Task to carry out:
Render the entries below as a JSON list of strings, one string per line, with blank lines left out and pictures omitted. Include only the lines from the one containing "Where can you see the curved" through the end of the entries.

Materials provided:
------------------------------------------------------------

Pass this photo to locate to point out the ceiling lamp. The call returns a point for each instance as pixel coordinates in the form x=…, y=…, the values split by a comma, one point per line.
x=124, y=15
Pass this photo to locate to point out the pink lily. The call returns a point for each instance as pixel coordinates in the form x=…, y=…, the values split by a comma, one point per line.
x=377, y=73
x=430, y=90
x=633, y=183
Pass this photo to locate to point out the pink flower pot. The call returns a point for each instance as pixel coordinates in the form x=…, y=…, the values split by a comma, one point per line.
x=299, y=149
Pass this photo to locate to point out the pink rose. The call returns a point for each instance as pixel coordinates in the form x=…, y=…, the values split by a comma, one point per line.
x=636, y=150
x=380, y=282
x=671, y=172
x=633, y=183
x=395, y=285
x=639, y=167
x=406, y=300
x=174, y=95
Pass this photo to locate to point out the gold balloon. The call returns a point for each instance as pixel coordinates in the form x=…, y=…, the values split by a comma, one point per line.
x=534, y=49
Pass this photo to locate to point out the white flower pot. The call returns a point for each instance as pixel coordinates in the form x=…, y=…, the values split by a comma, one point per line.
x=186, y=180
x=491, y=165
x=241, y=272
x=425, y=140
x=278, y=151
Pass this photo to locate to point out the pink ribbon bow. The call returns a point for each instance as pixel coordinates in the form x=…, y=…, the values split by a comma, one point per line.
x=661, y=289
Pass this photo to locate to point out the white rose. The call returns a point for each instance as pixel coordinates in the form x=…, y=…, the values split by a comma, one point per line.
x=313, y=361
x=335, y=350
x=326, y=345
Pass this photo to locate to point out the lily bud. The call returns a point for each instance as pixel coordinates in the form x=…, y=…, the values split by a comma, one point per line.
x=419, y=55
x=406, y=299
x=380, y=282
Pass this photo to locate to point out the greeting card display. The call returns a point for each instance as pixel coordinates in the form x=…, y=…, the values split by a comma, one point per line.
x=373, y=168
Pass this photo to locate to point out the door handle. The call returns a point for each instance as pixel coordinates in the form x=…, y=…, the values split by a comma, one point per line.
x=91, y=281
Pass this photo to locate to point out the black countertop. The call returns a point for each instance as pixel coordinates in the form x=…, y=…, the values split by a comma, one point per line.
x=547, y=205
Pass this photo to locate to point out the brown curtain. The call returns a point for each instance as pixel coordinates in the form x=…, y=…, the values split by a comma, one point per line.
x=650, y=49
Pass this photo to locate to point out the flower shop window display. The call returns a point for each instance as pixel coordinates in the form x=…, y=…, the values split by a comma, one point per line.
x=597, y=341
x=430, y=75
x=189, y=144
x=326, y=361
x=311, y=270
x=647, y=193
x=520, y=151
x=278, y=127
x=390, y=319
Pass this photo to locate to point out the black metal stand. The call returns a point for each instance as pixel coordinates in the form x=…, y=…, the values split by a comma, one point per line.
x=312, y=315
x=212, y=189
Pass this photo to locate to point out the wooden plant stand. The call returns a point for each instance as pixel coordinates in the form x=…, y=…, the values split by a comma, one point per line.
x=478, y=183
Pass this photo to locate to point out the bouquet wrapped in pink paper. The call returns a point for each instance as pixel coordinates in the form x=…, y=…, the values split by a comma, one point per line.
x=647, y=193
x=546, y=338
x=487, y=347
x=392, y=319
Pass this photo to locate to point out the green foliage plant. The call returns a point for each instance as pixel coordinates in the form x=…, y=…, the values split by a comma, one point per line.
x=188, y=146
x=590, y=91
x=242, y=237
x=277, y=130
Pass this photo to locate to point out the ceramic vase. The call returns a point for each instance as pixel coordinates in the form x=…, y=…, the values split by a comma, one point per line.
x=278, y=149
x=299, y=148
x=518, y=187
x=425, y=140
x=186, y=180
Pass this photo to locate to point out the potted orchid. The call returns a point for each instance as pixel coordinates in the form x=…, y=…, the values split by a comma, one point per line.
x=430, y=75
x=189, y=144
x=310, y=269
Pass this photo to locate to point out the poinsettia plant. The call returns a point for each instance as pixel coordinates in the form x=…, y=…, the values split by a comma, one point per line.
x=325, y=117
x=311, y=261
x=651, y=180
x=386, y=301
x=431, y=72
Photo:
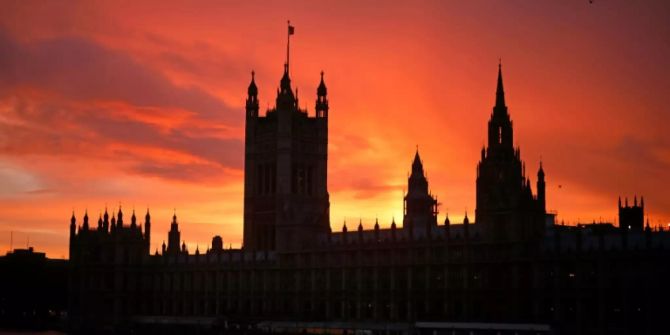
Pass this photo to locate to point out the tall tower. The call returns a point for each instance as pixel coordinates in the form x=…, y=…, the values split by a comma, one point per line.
x=173, y=236
x=286, y=202
x=420, y=206
x=506, y=208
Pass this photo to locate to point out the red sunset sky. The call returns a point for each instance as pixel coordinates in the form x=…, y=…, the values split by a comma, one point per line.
x=108, y=103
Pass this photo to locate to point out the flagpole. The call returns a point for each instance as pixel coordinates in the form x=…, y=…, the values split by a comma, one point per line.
x=288, y=43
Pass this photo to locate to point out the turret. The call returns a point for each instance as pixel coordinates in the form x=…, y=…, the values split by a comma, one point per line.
x=466, y=226
x=119, y=218
x=105, y=220
x=420, y=205
x=86, y=220
x=147, y=229
x=252, y=97
x=173, y=236
x=447, y=227
x=500, y=126
x=344, y=232
x=541, y=190
x=73, y=227
x=321, y=99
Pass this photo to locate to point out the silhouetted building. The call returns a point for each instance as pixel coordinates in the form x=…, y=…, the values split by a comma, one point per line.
x=631, y=217
x=507, y=272
x=33, y=290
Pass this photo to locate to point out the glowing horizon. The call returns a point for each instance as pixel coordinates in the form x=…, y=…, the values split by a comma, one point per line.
x=143, y=105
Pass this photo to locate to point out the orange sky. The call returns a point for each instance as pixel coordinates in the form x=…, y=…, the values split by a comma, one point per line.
x=142, y=105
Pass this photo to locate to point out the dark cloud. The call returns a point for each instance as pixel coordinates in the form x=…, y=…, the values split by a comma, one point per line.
x=80, y=69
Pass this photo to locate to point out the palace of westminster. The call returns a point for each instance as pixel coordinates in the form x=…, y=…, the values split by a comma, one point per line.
x=509, y=270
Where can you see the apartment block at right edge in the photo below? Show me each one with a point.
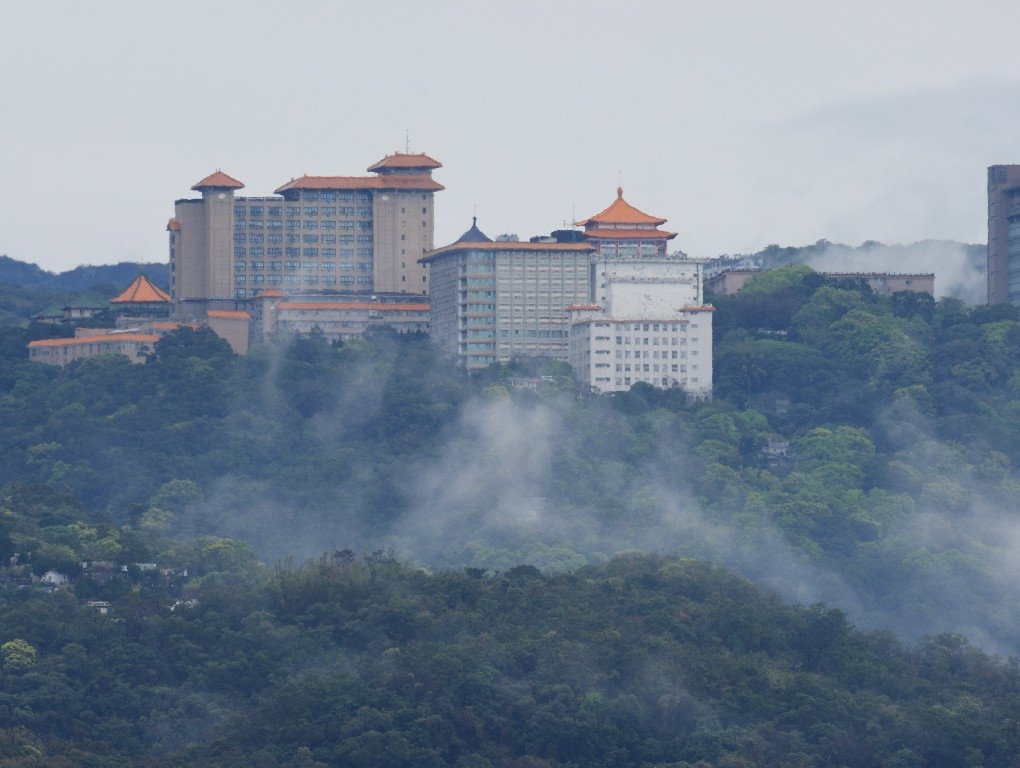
(647, 320)
(1004, 234)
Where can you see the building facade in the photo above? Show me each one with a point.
(496, 300)
(646, 318)
(135, 346)
(338, 318)
(731, 282)
(352, 234)
(1004, 234)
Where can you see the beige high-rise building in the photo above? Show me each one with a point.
(329, 234)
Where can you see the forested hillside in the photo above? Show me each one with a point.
(860, 451)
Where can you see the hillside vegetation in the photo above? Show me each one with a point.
(860, 451)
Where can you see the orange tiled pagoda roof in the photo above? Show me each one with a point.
(415, 182)
(621, 212)
(218, 180)
(406, 160)
(141, 291)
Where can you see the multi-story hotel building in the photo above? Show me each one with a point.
(496, 300)
(1004, 234)
(350, 234)
(646, 319)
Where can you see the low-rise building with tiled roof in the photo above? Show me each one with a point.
(135, 346)
(338, 317)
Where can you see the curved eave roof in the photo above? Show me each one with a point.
(504, 246)
(142, 291)
(621, 212)
(406, 161)
(629, 235)
(423, 183)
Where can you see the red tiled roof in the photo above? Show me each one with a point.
(218, 180)
(171, 325)
(621, 212)
(353, 305)
(362, 183)
(141, 291)
(629, 235)
(406, 160)
(504, 246)
(140, 338)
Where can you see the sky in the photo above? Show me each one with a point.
(744, 123)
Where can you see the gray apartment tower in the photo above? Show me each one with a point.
(1004, 234)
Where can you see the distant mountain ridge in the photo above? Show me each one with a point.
(960, 268)
(23, 274)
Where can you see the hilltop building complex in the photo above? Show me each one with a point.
(332, 234)
(646, 319)
(608, 299)
(495, 300)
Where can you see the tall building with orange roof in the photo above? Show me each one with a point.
(328, 234)
(646, 320)
(496, 300)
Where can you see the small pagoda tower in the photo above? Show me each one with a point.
(623, 232)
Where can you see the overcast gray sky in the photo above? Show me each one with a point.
(743, 122)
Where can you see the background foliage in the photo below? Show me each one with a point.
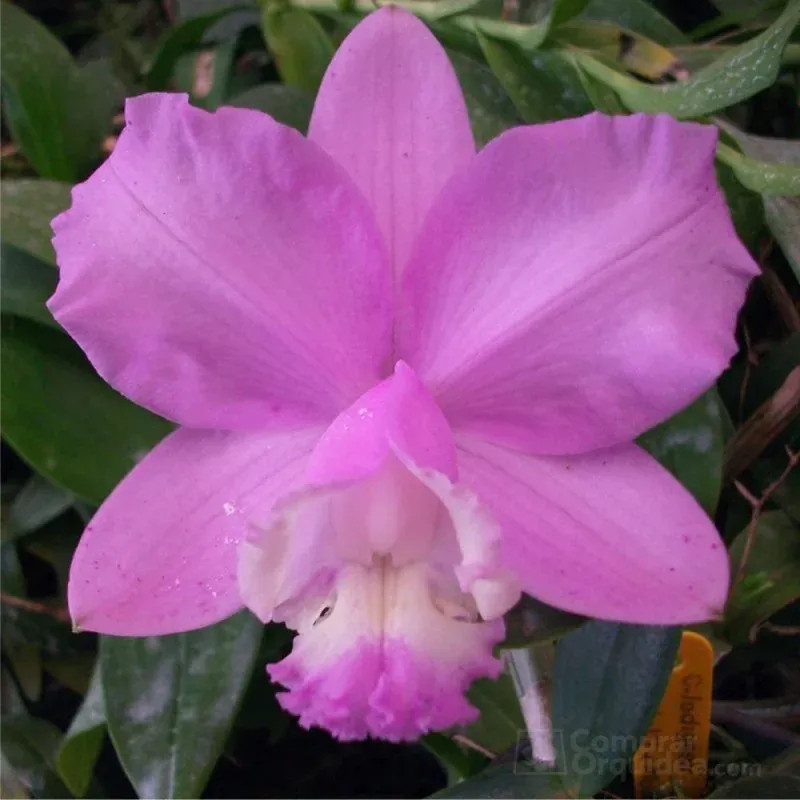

------------------------------------------------------------

Task output:
[
  "Where can you see the curved eave roof in the photo above? Show me each one with a point.",
  "(504, 246)",
  "(142, 291)",
  "(621, 212)",
  "(406, 161)",
  "(629, 235)",
  "(423, 183)",
  "Where can you see the red tiled roof in the photo above? Show me each one with a point.",
  "(218, 180)",
  "(171, 325)",
  "(621, 212)",
  "(353, 305)",
  "(362, 183)",
  "(141, 291)",
  "(629, 235)",
  "(406, 160)",
  "(504, 246)",
  "(140, 338)",
  "Where can you see the sky in the photo above? Show me each one with a point.",
  "(744, 123)",
  "Where can you see the gray apartment tower in the photo above? Show me each one with a point.",
  "(1004, 234)",
  "Where can you see the distant mountain ridge in the photo above? Show me each one with a point.",
  "(960, 268)",
  "(23, 274)",
  "Where can you see the hilltop building complex in the photo above? Show me each one with a point.",
  "(332, 234)",
  "(646, 319)",
  "(608, 299)",
  "(495, 300)",
  "Where can you see the tall building with orange roof in the photo above? Show me each one with a point.",
  "(328, 234)",
  "(646, 320)",
  "(496, 300)",
  "Where can you see the small pagoda tower in the photo above? Show me each one with a point.",
  "(623, 232)",
  "Where can you see the overcast gray sky in the photo above? Show me each one with a point.",
  "(743, 122)",
  "Where can you see the background foliage in the photo below? Show me each one with a point."
]